=== Begin Enclosure ===
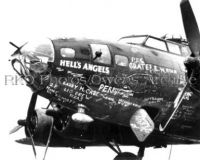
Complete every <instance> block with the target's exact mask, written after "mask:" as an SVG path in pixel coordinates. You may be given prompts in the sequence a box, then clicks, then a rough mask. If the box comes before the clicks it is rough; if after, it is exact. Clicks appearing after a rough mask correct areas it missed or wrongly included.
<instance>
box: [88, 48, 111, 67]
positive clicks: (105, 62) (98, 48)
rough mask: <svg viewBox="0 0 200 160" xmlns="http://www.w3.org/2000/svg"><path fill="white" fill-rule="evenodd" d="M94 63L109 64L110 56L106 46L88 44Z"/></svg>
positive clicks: (110, 58)
mask: <svg viewBox="0 0 200 160" xmlns="http://www.w3.org/2000/svg"><path fill="white" fill-rule="evenodd" d="M90 46H91V49H92V56H93V60H94V62H97V63H103V64H111V55H110V51H109V48H108V46H107V45H102V44H90Z"/></svg>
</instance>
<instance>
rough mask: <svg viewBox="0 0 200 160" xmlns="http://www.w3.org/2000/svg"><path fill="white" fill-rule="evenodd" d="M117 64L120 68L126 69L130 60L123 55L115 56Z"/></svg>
mask: <svg viewBox="0 0 200 160" xmlns="http://www.w3.org/2000/svg"><path fill="white" fill-rule="evenodd" d="M115 63H116V64H117V65H118V66H122V67H126V66H128V58H127V57H125V56H121V55H115Z"/></svg>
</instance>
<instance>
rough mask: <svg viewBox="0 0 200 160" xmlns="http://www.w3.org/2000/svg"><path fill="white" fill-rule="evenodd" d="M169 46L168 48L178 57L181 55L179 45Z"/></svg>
mask: <svg viewBox="0 0 200 160" xmlns="http://www.w3.org/2000/svg"><path fill="white" fill-rule="evenodd" d="M167 46H168V49H169V51H170V52H172V53H176V54H178V55H181V51H180V48H179V45H177V44H174V43H170V42H167Z"/></svg>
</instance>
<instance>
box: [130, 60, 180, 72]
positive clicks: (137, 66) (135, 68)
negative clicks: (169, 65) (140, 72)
=== End Enclosure ===
» Work required: Reproduce only the lines from the beginning of the data through the line that contains "positive clicks: (105, 62) (98, 48)", both included, and please drop the pictures.

» Exercise response:
Complete every <instance> block with the target's exact mask, written after "mask:" as an SVG path in pixel coordinates. You may be given prompts in the sequence a box, then clicks, then a rough mask. If the box comes before the clicks it is rough; if after, it is exact. Clicks appearing after a rough mask correct areas it missed or wrongly included.
<instance>
box: [88, 48, 111, 67]
positive clicks: (105, 62) (98, 48)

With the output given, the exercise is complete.